=== READING TEXT ===
You're not counting classics and perennial sellers in your analysis, which make up a sizable chunk of the bestsellers in any given year. For example, Statista has the _Great Gatsby _listed as the bestselling book of 2013 (ranked 9 for that year on Amazon). _Gatsby_ almost matched the first two _50 Shades _books. So focusing on new releases leaves out much of the market.



> The truth is that price doesn't account for all, or in my opinion, even most of this. As an example, James Lee Burke, who is a masterful author, has his backlist priced mostly at $5.99. That's a bargain for his work, but most people have no idea they're available, because the backlist receives zero marketing or promotions - and people can't buy what they don't know exists. Contrast that to my titles, many of which are priced at $5-$6, and sell briskly, mas o menos, on all platforms. Why do I sell more than someone like Burke's backlist? Because I promote. Simple. I catch an eye here and there, and his publisher doesn't


Burke's backlist is in print, which means it's available used. That counts for a lot. The last figure I heard for used books was around 15% of books sold-and that doesn't include unconventional sellers, trading, flea markets, garage sales, etc. If publishers aren't pushing backlists, it's because there's no money in it for them. There might be some digital money in it for Burke, of course, if he went on his own. But he hasn't yet, so maybe there isn't enough.


----------



## blakebooks (Mar 10, 2012)

=== DATASET ENTRIES ===
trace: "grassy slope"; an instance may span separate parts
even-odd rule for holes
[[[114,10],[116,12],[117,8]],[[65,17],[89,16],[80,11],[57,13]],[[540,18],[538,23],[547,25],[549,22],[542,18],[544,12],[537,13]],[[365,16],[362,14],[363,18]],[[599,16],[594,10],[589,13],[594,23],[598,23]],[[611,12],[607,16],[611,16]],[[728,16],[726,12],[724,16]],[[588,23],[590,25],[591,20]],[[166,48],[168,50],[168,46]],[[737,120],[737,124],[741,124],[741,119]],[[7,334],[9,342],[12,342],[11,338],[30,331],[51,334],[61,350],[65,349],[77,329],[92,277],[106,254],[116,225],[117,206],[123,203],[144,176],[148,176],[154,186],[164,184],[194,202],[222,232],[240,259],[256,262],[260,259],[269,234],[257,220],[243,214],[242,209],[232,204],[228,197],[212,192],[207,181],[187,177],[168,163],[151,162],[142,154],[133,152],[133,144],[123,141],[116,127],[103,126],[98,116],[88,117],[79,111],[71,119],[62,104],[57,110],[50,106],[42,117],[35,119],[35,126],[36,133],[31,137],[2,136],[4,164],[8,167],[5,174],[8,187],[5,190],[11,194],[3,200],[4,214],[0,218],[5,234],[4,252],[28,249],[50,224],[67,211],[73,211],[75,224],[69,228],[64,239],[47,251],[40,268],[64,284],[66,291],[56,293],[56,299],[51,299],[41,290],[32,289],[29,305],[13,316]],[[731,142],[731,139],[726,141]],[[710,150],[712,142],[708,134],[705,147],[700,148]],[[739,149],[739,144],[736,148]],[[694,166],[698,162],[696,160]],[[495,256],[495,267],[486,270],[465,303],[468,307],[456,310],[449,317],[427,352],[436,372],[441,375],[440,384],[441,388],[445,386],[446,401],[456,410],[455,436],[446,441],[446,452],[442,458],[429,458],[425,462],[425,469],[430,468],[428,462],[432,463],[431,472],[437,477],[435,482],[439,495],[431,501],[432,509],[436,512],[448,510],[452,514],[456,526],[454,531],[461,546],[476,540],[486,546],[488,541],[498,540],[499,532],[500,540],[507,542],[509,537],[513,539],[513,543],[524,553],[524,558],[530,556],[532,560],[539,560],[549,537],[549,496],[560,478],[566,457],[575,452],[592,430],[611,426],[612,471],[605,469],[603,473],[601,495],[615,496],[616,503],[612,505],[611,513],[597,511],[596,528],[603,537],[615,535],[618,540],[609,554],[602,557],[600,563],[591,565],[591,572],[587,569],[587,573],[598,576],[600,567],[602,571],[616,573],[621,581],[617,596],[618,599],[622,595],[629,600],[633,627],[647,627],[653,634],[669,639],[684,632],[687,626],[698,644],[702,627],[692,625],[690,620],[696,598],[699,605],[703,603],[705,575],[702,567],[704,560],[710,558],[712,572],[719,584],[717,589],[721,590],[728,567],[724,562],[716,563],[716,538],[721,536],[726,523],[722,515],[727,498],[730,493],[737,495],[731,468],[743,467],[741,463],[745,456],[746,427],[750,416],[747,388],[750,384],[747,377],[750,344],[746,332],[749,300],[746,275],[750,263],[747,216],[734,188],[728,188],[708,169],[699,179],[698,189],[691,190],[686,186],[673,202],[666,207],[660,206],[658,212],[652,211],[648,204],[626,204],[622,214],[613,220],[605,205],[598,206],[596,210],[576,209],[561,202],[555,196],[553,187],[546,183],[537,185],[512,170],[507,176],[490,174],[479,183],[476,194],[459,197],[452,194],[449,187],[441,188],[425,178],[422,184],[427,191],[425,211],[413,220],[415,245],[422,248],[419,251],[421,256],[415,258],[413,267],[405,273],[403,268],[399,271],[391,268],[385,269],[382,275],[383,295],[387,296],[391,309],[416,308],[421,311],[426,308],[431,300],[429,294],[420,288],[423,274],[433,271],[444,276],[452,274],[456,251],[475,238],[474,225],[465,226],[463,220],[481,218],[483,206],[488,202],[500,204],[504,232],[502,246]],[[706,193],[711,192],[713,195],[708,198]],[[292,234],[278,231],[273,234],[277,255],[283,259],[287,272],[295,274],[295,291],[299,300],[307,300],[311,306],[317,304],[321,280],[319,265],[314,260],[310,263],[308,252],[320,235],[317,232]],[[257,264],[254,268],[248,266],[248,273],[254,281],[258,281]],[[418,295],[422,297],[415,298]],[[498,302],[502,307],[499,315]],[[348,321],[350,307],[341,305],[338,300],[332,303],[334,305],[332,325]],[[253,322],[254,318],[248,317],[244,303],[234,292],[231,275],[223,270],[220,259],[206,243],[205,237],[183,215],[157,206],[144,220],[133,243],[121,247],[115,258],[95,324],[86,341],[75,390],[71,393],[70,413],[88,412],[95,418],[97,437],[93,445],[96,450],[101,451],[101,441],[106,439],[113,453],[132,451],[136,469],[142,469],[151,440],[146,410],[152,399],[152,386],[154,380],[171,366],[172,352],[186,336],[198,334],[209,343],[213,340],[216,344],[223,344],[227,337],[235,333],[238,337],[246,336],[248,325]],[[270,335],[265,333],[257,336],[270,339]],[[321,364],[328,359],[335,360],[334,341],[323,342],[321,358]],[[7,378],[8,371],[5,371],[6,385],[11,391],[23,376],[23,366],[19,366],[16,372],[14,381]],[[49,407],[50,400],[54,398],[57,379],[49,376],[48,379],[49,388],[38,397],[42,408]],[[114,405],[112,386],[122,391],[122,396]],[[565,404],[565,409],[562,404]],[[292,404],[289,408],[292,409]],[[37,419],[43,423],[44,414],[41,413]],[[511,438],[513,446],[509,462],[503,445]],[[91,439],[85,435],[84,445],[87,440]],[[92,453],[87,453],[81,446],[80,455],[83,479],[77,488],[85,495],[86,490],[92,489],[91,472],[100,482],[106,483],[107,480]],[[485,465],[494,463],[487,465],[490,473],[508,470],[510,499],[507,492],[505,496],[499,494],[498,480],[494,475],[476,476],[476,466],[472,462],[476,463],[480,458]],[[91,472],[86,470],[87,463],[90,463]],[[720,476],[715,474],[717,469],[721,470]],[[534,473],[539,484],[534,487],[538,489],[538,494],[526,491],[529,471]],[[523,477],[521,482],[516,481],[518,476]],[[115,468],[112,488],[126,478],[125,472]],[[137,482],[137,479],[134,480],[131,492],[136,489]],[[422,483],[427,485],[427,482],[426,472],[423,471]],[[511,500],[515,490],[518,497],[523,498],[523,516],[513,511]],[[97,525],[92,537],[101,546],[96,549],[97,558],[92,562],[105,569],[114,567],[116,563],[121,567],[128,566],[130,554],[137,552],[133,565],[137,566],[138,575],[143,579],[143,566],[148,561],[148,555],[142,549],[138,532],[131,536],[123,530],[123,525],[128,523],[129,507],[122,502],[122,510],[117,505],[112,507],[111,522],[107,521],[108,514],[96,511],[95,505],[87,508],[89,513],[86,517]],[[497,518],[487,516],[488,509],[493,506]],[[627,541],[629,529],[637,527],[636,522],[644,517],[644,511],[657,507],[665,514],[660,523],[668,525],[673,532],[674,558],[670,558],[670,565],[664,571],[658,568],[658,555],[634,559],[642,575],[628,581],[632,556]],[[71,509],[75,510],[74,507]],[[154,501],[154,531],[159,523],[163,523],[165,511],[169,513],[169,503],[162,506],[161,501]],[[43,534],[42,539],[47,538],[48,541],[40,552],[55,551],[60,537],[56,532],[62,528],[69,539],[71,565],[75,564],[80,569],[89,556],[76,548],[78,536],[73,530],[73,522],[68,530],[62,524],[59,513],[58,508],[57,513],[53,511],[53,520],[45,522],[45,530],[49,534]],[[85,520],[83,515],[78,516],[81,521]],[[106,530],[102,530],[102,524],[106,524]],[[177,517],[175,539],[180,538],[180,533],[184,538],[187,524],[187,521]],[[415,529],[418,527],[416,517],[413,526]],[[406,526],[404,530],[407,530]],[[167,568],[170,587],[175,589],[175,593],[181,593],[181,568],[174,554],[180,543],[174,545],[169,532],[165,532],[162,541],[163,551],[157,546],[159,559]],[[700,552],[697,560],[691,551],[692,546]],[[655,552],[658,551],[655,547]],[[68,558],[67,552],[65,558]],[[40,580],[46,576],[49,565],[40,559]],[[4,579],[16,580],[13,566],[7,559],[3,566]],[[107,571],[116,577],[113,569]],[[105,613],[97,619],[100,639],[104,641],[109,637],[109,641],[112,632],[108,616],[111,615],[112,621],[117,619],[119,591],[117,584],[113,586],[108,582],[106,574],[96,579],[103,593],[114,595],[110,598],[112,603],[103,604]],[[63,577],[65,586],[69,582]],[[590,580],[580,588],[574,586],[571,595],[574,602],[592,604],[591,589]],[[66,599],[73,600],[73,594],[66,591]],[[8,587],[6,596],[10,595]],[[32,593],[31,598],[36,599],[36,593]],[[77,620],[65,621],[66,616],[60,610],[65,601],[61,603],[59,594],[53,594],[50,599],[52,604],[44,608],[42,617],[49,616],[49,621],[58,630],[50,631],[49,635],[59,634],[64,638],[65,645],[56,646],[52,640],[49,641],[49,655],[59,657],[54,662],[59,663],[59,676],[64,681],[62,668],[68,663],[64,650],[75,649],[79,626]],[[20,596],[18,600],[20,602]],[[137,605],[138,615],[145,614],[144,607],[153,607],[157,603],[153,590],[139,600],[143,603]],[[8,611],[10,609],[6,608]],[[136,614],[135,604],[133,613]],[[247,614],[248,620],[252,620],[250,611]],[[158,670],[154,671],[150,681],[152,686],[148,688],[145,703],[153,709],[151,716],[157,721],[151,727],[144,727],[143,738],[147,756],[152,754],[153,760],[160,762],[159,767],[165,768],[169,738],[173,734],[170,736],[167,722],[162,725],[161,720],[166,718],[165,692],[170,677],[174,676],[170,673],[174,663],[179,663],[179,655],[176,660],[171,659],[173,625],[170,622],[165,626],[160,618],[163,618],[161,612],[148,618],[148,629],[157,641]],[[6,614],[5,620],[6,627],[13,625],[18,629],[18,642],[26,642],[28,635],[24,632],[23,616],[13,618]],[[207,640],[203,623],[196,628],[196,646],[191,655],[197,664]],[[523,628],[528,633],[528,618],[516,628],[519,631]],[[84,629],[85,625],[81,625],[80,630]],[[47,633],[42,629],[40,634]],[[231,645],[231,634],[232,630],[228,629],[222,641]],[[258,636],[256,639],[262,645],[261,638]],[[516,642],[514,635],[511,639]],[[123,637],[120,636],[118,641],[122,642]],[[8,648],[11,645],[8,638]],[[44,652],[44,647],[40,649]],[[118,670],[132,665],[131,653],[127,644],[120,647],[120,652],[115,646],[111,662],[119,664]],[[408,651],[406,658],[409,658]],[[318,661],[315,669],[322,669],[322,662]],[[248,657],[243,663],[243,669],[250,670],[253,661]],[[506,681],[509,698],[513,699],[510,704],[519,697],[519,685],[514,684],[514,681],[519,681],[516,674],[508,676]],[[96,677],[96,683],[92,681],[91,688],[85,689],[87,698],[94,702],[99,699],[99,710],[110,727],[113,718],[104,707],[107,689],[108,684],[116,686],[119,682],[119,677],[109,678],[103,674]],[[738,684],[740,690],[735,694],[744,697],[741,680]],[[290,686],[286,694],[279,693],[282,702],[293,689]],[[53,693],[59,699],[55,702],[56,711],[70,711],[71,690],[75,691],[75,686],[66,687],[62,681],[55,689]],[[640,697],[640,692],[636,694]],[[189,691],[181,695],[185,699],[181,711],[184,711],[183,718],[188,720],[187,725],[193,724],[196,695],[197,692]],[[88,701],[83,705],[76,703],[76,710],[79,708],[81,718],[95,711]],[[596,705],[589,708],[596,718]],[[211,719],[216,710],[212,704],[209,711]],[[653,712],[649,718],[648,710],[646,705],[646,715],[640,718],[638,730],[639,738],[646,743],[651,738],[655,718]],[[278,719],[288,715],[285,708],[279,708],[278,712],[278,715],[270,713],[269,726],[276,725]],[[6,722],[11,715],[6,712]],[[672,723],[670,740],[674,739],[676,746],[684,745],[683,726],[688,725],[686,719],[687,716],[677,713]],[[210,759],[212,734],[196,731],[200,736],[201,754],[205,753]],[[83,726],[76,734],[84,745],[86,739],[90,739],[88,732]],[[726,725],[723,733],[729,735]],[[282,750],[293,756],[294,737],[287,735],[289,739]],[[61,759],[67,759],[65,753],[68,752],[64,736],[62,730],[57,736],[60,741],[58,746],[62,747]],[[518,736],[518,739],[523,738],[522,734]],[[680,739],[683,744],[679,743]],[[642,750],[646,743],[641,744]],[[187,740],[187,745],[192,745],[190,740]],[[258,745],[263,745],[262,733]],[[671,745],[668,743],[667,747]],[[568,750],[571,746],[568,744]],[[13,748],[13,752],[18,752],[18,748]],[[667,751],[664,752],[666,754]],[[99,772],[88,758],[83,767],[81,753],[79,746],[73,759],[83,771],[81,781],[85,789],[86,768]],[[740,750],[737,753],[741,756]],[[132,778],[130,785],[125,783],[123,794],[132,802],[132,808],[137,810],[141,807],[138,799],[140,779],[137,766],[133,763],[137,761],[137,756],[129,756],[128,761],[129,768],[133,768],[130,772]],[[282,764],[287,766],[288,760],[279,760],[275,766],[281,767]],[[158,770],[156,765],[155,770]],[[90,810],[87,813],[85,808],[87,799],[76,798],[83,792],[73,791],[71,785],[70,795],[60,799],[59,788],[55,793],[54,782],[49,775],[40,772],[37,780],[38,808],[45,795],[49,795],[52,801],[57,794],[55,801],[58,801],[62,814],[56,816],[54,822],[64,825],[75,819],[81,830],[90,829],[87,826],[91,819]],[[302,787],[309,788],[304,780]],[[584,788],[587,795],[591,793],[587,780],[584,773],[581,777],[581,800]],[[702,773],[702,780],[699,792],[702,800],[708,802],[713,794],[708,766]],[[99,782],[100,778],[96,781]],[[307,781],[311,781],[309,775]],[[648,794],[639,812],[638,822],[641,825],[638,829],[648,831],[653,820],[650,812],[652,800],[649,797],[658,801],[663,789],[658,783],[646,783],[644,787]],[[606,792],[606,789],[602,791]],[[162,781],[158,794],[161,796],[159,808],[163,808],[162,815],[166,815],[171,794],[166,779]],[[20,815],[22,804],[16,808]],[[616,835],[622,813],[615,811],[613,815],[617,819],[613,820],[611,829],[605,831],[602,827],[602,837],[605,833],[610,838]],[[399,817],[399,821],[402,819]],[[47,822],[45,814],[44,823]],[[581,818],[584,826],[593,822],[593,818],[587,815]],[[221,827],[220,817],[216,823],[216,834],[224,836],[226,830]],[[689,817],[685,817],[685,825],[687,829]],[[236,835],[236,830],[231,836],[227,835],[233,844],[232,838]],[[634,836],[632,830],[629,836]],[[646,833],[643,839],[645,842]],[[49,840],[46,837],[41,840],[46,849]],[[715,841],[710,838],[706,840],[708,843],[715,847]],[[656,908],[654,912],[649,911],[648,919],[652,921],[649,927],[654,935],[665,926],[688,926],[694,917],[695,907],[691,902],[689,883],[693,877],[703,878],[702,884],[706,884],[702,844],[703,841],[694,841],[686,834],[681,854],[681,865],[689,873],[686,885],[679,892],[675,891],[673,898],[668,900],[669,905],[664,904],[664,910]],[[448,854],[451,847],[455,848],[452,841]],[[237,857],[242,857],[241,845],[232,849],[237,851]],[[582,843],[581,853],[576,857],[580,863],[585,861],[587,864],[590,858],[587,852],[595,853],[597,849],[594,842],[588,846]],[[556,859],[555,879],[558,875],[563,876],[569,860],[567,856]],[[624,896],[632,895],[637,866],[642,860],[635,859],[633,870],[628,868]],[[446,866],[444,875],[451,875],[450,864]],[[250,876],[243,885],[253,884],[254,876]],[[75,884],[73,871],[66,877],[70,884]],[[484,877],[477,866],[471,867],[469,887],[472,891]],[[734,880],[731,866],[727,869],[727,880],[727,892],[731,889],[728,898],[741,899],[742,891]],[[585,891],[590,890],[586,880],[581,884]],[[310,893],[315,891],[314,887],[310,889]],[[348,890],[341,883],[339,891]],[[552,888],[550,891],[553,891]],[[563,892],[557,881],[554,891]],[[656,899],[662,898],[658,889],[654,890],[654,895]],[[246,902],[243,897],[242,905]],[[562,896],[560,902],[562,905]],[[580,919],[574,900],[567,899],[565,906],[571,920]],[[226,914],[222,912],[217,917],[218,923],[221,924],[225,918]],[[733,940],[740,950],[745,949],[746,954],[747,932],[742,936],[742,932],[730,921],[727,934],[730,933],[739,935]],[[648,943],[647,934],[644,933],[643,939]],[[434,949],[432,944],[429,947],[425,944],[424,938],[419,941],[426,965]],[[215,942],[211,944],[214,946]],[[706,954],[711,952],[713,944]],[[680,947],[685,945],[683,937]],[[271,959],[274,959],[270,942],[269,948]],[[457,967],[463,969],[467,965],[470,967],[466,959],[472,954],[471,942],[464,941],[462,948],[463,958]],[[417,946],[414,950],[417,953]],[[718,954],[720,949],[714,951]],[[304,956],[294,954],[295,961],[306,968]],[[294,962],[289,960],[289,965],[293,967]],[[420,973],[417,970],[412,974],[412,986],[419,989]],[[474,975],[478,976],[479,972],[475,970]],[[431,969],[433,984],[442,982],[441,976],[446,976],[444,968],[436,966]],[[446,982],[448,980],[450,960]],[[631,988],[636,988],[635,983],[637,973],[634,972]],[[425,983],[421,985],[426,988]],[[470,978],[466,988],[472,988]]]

--

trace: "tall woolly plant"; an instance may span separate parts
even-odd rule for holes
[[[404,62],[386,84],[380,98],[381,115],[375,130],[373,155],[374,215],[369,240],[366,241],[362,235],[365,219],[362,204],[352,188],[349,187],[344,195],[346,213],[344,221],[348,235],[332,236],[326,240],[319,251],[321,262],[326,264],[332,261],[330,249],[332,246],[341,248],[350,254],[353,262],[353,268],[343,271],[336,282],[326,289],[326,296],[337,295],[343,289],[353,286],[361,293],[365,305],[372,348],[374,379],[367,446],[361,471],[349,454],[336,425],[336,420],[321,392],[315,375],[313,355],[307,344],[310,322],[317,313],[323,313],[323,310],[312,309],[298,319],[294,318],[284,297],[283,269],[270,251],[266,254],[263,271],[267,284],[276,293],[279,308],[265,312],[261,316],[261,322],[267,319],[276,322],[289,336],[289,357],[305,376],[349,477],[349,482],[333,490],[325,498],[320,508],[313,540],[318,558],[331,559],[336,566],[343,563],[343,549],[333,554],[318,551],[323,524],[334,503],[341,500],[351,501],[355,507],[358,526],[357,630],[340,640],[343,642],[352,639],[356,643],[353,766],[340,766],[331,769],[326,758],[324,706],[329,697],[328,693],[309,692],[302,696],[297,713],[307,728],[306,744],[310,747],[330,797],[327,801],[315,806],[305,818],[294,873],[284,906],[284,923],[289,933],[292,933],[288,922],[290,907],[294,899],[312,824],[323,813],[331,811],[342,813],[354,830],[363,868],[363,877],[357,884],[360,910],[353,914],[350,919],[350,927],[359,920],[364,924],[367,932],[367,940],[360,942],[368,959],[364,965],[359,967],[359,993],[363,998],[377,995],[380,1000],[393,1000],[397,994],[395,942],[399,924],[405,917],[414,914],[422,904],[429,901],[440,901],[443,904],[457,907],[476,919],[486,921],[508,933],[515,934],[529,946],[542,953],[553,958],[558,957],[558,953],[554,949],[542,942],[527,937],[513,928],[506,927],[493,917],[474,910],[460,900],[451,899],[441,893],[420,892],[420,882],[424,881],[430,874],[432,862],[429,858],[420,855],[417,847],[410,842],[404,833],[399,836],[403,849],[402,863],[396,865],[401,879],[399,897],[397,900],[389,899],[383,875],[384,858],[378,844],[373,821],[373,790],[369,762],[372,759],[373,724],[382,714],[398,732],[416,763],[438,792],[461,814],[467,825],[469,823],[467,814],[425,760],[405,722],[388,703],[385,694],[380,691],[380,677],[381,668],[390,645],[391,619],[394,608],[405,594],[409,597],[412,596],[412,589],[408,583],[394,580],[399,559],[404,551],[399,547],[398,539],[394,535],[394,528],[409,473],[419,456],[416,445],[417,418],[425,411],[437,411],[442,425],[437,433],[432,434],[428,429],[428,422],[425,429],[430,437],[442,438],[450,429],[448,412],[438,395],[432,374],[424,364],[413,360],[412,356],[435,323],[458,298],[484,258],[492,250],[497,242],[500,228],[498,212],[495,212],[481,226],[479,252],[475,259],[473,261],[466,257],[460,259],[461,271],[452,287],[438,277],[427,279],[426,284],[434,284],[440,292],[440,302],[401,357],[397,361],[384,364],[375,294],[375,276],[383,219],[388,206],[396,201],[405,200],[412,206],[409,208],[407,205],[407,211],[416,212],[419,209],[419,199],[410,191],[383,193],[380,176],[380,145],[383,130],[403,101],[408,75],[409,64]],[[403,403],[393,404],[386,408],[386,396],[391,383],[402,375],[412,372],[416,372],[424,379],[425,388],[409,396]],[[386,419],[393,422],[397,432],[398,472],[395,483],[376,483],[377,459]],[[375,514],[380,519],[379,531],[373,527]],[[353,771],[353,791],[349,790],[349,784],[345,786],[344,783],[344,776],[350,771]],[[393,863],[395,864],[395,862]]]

--

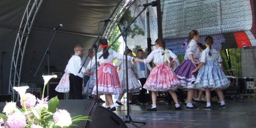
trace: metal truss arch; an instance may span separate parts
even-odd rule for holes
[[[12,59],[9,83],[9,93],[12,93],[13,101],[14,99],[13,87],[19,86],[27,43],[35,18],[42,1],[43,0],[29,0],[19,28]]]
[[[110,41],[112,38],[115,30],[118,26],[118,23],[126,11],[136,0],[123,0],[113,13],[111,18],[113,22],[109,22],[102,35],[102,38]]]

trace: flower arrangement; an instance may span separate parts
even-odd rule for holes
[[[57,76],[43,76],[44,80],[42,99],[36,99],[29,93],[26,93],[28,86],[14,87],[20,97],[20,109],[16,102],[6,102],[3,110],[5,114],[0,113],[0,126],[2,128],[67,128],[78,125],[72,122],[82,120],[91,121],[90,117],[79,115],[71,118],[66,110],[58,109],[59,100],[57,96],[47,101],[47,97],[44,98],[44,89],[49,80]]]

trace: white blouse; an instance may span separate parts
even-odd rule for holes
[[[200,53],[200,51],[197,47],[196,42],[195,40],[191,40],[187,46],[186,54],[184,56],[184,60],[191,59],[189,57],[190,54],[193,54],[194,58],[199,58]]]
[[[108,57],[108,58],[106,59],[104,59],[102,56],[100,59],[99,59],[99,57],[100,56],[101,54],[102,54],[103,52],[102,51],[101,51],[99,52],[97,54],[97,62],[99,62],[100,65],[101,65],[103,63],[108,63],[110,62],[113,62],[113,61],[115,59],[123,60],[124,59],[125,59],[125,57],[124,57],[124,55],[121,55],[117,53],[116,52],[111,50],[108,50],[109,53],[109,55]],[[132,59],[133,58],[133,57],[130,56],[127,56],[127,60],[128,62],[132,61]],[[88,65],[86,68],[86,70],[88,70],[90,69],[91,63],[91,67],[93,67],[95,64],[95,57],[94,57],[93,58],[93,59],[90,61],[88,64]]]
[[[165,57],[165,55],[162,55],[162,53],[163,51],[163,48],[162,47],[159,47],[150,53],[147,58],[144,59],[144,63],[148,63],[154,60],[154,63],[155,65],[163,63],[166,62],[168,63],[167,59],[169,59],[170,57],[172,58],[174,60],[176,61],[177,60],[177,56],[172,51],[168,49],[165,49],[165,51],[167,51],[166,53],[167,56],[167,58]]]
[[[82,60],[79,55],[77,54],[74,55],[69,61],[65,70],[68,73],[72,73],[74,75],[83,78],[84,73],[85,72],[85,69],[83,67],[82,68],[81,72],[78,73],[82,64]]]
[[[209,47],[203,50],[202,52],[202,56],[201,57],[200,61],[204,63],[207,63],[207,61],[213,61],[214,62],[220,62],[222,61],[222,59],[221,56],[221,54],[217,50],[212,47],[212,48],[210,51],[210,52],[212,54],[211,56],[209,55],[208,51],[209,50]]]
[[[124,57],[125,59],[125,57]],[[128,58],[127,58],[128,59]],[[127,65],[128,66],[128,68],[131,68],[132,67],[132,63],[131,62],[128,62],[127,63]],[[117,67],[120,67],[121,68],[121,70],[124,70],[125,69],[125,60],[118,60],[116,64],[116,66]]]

=== PROBLEM DESCRIPTION ===
Extract the passage of the forum discussion on book sales from "Burke's backlist is" up to and including "there isn't enough.", copying it word for word.

=== IN RESPONSE ===
Burke's backlist is in print, which means it's available used. That counts for a lot. The last figure I heard for used books was around 15% of books sold-and that doesn't include unconventional sellers, trading, flea markets, garage sales, etc. If publishers aren't pushing backlists, it's because there's no money in it for them. There might be some digital money in it for Burke, of course, if he went on his own. But he hasn't yet, so maybe there isn't enough.